### [TEXTE EXTRAIT]
Caractéristiques
- Titre : Chien Enragé
- Titre original : Nora Inu
- Réalisateur(s) : Akira Kurosawa
- Avec : Toshiro Mifune, Takashi Shimura, Isao Kimura
- Editeur : Wild Side
- Date de sortie Blu-Ray : 2 Mars 2016
- Date de sortie originale en salles : 12 Janvier 1961
- Durée : 122 minutes
- Note : 9/10 par 1 critique
Image : 5/5
Une restauration sensationnelle, qui permet de découvrir Chien Enragé dans des conditions optimales. La recherche du réalisme par Kurosawa, carrément documentaire à certains moments, a été respectée à la lettre, avec une gestion des zones d’ombre qui évite le noir trop profond. Une démarche courageuse, qu’il faut saluer à sa juste valeur.
Son : 4/5
Deux pistes VOSTFR : DTS Digital Surround et Dolby Digital. Les dommages du temps ont été réduits au maximum de ce qu’il est possible d’espérer. Les voix ressortent bien, et si leur texture est imparfaite, elles restent assez claires pour que ce ne soit pas un vrai problème. On est là face à un film dont la découverte tient de la démarche cinéphile, il faut donc prendre en compte l’ancienneté des moyens mis en œuvre.

### [VOTRE TÂCHE]
Pouvez-vous recopier mot pour mot tout ce qui va de « Caractéristiques » jusqu'à « sa juste valeur. » dans la fiche du Blu-ray de Chien Enragé ?

### [DONNÉES FOURNIES]
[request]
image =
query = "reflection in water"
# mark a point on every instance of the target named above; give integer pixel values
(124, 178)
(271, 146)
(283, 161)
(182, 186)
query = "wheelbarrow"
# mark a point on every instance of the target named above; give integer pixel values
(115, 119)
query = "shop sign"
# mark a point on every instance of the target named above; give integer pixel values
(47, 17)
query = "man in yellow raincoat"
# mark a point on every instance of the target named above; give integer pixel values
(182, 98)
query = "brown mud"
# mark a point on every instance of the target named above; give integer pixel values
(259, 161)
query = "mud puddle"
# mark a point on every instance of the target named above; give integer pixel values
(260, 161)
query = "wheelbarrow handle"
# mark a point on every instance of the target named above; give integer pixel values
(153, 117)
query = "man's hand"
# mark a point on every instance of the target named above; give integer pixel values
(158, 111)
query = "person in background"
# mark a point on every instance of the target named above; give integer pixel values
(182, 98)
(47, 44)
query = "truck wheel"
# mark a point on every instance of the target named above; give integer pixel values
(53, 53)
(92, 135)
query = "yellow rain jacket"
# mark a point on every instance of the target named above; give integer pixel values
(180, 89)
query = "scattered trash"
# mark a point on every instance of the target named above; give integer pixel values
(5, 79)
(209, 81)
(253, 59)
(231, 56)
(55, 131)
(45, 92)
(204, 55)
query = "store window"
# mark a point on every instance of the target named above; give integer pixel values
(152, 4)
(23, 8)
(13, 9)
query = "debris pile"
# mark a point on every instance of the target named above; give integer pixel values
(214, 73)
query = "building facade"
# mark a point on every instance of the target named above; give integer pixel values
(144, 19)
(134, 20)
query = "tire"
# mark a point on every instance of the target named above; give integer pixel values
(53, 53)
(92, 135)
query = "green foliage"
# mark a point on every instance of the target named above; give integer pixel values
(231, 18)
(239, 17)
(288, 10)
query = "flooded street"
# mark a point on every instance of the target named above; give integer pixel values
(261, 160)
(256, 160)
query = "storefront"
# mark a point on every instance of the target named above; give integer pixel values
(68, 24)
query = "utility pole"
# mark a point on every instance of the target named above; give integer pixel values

### [RÉPONSE FINALE]
Caractéristiques
- Titre : Chien Enragé
- Titre original : Nora Inu
- Réalisateur(s) : Akira Kurosawa
- Avec : Toshiro Mifune, Takashi Shimura, Isao Kimura
- Editeur : Wild Side
- Date de sortie Blu-Ray : 2 Mars 2016
- Date de sortie originale en salles : 12 Janvier 1961
- Durée : 122 minutes
- Note : 9/10 par 1 critique
Image : 5/5
Une restauration sensationnelle, qui permet de découvrir Chien Enragé dans des conditions optimales. La recherche du réalisme par Kurosawa, carrément documentaire à certains moments, a été respectée à la lettre, avec une gestion des zones d’ombre qui évite le noir trop profond. Une démarche courageuse, qu’il faut saluer à sa juste valeur.